> Your objective:
Write out every single entry exactly.

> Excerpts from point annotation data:
====================

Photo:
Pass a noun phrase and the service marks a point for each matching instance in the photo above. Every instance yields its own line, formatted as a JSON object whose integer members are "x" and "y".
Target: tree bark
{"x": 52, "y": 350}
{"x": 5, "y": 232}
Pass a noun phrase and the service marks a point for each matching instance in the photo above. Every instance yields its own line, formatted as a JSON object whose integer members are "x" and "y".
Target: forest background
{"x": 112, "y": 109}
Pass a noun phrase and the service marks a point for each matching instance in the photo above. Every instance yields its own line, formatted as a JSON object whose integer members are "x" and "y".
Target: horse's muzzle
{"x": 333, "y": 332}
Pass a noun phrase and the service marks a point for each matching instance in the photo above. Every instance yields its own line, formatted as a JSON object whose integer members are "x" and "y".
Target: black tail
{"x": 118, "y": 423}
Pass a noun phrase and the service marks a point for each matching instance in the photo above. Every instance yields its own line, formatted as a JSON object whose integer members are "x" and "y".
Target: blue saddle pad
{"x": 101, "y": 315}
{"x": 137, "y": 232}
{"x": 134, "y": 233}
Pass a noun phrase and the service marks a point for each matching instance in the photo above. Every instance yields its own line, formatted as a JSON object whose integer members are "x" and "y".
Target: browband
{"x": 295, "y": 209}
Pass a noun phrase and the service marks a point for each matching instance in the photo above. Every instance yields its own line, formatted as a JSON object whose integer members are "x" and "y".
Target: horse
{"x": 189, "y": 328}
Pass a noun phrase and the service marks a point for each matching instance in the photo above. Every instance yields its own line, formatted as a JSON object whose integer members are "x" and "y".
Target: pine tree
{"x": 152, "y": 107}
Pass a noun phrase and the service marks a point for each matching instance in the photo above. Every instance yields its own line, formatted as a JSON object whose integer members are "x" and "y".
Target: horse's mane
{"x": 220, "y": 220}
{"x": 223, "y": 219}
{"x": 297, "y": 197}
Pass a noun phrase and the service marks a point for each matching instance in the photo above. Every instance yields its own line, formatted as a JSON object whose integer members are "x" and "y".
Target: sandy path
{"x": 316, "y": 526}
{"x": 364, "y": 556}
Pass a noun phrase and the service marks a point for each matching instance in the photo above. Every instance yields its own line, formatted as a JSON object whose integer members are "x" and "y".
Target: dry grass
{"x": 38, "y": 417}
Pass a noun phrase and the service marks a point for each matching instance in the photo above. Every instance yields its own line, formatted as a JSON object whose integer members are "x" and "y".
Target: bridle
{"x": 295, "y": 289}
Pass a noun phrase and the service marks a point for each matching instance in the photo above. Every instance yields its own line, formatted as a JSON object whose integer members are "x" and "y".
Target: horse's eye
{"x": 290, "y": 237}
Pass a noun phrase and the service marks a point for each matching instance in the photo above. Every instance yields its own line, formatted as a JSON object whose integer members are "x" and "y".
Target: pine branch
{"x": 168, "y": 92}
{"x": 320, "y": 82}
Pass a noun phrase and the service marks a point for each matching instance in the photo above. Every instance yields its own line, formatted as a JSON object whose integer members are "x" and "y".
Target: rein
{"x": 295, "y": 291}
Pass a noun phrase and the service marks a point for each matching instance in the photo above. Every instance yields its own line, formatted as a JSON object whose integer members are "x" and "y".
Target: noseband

====================

> Solved problem:
Photo:
Pass a noun phrase and the service marks a point for each matching instance in the photo above. Every instance yields its own line, formatted as a JSON object whose integer members are "x" and "y".
Target: tree bark
{"x": 52, "y": 350}
{"x": 5, "y": 232}
Pass a noun phrase and the service marks a point for each matching instance in the photo above. Every instance yields its own line, formatted as a JSON object whose integer members are "x" and "y".
Target: forest background
{"x": 112, "y": 109}
Pass a noun phrase and the service marks a point for each matching instance in the photo above. Every instance yields its own line, formatted as a JSON object whose integer members are "x" and "y".
Target: horse's muzzle
{"x": 333, "y": 332}
Pass a noun phrase and the service marks a point for each matching instance in the photo above. Every instance yields its own line, formatted as a JSON object whose integer members are "x" and "y".
Target: black tail
{"x": 118, "y": 423}
Pass a noun phrase and the service marks a point for each matching instance in the photo above. Every instance yields its own line, formatted as a JSON object whose integer members are "x" and "y".
Target: blue saddle pad
{"x": 101, "y": 315}
{"x": 137, "y": 232}
{"x": 134, "y": 233}
Pass a noun phrase and the service marks a point for each matching instance in the photo above. Every instance yields its own line, formatted as a JSON object whose integer members are "x" and "y".
Target: browband
{"x": 295, "y": 209}
Pass a noun phrase and the service marks a point for each matching instance in the photo above. Every instance yields its own line, formatted as a JSON object whose integer members are "x" and "y".
Target: horse
{"x": 189, "y": 328}
Pass a noun phrase and the service marks a point for each matching instance in the photo above. Every instance yields its own line, formatted as a JSON object whose integer members are "x" and "y".
Target: pine tree
{"x": 152, "y": 107}
Pass a noun phrase and the service marks a point for each matching instance in the photo above. Every instance yields its own line, formatted as a JSON object whose integer members are "x" and "y".
Target: horse's mane
{"x": 220, "y": 220}
{"x": 223, "y": 219}
{"x": 297, "y": 197}
Pass a noun phrase and the service marks a point for each matching instance in the photo above. Every instance yields its own line, formatted as a JSON object whose integer members are "x" and "y".
Target: sandy path
{"x": 316, "y": 526}
{"x": 364, "y": 556}
Pass a noun phrase and the service marks a point for each matching instance in the photo above. Every instance yields its own line, formatted as a JSON object whose integer members are "x" and "y".
Target: dry grass
{"x": 38, "y": 417}
Pass a noun phrase and the service marks a point for each matching instance in the photo above. Every instance yields its own line, formatted as a JSON object whose integer members are "x" and "y".
Target: bridle
{"x": 295, "y": 289}
Pass a noun phrase and the service marks a point for each matching instance in the photo above. Every instance yields its own line, formatted as a JSON object whose integer members are "x" and "y".
Target: horse's eye
{"x": 290, "y": 237}
Pass a noun phrase and the service marks a point for each matching instance in the photo above. Every instance yields its own line, formatted as a JSON object whose integer members are "x" and "y".
Target: pine branch
{"x": 168, "y": 92}
{"x": 320, "y": 82}
Pass a noun phrase and the service marks a point for each matching instance in the photo above. Every instance yields its own line, formatted as a JSON object whose integer members are "x" and "y".
Target: rein
{"x": 295, "y": 291}
Pass a noun phrase and the service marks a point for each matching instance in the photo above. Every instance yields its own line, formatted as a JSON object whose integer members are "x" and "y".
Target: noseband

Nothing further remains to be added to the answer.